Stated goal A
Decide whether each statement below agrees with the post about Ozark history resources. Answer yes or no for (i), (ii) and (iii), and quote the words from the post that settle each one.
(i) The Shepard Room is at the Springfield and Greene County, Missouri Library.
(ii) The page the post recommends is long.
(iii) The writer has had the project in mind since the spring.
*** Document excerpt
OK, this is a project that I have had in mind since October or November, but have been avoiding because it is so vast in scope that I just did not know how to put it all down in such a way as to convince everyone that it was a site of monumental importance, especially for those interested in folklore, specifically that of the Ozark Mountain region of Southern Missouri and Northern Arkansas.

I know this is a long post, but bear with me ~~ Like I said, and will say again, IMPORTANT STUFF!

Where to begin? First go to The Shepard Room at The Springfield and Greene County, Missouri Library.

So, what will you find there? The page says Links to History Resources on the Internet, but that is an understatement. I cannot even begin to tell you what all they have here ~~ an absolute treasure trove of Ozark music, history, folk tales, on and on. My advice is to just jump in anywhere and start exploring. The page is short, but the links will take you back to another time, where you can spend days, weeks, months ~~ it's your choice.
******
*** Data for this task
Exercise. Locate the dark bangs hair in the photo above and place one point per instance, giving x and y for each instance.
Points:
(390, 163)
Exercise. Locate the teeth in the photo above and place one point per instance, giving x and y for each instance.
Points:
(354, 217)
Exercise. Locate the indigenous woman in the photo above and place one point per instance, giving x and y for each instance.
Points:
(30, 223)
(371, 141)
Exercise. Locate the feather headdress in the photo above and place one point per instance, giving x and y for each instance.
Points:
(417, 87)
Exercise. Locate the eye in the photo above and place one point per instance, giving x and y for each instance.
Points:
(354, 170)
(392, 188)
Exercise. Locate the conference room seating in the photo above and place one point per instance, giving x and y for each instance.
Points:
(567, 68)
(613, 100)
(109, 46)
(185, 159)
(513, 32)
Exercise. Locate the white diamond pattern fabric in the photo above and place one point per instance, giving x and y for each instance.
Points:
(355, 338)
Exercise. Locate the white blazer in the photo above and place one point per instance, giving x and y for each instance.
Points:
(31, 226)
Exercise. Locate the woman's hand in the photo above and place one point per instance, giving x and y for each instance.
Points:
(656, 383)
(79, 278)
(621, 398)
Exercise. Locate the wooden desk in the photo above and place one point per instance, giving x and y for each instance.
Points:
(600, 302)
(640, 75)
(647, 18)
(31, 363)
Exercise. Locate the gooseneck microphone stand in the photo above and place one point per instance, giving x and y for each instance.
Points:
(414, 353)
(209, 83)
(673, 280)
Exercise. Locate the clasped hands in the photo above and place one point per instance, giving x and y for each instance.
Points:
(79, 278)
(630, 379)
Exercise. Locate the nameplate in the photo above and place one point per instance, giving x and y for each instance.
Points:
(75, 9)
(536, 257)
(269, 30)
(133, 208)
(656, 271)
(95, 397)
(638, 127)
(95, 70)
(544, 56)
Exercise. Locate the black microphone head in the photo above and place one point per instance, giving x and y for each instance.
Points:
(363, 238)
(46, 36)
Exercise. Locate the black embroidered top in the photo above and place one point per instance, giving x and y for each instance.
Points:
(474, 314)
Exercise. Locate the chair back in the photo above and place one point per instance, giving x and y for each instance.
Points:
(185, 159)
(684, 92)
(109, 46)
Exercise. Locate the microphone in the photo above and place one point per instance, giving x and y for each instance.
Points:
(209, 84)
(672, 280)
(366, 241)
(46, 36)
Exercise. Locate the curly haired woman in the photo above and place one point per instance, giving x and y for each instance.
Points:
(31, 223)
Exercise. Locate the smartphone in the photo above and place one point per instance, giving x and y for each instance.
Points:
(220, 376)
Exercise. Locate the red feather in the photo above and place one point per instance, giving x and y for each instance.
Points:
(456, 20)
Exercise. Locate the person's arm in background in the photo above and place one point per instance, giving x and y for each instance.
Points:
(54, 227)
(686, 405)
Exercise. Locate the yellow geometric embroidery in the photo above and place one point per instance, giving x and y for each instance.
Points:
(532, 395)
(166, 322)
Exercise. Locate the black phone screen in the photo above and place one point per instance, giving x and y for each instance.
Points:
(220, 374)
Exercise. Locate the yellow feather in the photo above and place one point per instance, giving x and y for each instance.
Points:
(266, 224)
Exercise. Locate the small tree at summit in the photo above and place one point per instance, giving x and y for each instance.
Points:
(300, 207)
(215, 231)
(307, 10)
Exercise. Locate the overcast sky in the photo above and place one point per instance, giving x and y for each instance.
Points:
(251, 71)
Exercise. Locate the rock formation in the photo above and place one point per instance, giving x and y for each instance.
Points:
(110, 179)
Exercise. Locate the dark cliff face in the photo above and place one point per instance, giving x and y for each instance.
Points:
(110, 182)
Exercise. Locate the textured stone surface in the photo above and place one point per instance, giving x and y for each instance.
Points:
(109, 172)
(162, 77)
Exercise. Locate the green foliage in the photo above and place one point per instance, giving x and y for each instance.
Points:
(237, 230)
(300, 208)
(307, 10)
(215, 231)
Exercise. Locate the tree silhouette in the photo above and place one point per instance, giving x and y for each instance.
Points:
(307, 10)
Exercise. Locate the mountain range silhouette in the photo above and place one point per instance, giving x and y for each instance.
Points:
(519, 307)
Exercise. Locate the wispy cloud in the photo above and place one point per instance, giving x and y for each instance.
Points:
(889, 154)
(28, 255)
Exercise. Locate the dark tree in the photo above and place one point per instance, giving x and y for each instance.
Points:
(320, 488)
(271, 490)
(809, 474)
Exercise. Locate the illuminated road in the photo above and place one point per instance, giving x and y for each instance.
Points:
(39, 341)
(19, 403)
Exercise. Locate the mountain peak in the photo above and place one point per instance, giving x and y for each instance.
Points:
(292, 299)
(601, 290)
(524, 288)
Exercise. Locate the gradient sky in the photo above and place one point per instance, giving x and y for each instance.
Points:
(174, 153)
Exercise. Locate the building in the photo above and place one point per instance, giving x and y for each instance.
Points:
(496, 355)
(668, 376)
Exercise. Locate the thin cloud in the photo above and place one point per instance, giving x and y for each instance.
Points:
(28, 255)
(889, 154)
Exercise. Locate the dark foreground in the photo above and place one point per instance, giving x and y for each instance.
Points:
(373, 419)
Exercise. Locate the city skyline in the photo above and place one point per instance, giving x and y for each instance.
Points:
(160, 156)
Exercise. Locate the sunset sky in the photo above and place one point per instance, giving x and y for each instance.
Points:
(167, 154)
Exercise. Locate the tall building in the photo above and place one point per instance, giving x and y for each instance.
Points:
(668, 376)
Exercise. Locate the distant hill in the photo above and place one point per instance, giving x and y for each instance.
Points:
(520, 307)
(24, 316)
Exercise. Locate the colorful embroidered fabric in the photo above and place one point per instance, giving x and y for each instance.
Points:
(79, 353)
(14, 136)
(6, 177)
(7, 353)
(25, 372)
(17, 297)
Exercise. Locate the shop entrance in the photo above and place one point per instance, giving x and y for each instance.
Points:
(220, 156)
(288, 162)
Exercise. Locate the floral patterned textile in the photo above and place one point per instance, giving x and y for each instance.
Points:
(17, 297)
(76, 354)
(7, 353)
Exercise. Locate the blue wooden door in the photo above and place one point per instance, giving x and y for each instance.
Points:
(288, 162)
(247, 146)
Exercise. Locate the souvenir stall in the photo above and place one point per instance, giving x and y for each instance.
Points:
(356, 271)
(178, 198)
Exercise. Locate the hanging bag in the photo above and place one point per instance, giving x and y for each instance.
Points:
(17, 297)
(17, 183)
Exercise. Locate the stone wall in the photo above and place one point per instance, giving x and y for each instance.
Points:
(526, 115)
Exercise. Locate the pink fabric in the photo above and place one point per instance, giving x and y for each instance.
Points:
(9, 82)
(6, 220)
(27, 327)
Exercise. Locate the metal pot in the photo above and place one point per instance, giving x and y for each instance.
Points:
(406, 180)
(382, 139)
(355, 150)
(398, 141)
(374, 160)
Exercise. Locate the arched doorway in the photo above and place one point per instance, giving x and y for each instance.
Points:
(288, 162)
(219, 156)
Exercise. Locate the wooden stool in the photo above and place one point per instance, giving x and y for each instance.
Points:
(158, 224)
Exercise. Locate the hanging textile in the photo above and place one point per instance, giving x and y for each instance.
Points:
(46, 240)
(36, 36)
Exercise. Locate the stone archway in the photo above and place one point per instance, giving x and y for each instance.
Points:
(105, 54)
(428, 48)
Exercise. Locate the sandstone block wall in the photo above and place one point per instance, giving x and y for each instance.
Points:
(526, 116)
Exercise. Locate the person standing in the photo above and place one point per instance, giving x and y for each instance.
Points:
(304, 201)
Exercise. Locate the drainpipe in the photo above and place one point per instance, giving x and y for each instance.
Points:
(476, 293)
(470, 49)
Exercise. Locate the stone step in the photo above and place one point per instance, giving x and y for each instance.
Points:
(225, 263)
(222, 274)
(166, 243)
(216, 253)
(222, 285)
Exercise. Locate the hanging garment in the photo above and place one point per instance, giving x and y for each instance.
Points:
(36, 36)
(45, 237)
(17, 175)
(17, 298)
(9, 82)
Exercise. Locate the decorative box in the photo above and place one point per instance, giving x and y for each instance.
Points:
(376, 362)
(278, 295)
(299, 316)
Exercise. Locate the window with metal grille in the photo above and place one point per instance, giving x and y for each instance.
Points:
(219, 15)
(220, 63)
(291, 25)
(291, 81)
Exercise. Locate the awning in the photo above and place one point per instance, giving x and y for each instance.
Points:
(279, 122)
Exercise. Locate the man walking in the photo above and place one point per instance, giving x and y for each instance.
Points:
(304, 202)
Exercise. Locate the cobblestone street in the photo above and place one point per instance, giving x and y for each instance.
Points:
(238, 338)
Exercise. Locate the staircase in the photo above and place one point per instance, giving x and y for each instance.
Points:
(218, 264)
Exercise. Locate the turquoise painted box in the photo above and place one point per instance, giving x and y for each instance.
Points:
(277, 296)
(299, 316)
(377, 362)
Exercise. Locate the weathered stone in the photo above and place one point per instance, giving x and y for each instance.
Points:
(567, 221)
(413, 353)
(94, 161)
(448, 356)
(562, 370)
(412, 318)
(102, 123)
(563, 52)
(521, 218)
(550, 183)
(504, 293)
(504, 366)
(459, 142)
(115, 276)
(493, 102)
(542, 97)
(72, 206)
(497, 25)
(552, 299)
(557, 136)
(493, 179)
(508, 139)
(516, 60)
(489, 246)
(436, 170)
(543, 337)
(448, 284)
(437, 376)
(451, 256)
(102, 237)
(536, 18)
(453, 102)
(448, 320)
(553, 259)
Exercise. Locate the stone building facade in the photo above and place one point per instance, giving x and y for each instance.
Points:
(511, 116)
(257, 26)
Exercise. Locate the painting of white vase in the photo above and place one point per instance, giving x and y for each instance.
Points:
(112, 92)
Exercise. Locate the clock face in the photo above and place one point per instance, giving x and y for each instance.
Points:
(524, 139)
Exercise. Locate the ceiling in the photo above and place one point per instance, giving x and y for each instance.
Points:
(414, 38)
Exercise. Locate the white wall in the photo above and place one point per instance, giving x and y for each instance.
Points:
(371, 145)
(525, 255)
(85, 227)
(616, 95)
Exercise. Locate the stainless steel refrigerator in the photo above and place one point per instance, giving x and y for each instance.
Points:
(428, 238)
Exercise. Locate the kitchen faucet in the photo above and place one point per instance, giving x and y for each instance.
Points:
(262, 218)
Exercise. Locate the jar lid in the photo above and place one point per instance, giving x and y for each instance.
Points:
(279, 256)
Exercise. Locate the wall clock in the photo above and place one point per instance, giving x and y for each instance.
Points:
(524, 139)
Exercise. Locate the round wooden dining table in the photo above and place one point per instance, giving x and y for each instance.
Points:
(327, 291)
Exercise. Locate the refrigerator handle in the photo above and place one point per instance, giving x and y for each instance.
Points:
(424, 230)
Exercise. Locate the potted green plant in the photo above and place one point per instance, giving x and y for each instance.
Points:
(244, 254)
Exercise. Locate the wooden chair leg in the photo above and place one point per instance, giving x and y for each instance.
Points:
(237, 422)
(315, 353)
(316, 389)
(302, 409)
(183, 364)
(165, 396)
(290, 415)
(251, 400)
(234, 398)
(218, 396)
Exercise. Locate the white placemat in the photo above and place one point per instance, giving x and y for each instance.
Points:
******
Stated goal B
Write out the portion of the data rows that begins with the line containing "Exercise. Locate the white placemat" and runs through the end of the rows. Include both the first and last lines.

Problem solution A
(i) Yes: "First go to The Shepard Room at The Springfield and Greene County, Missouri Library."
(ii) No: "The page is short, but the links will take you back to another time"
(iii) No: "this is a project that I have had in mind since October or November"

Problem solution B
Exercise. Locate the white placemat in the photo above and place one point per instance, giving x and y for each instance.
Points:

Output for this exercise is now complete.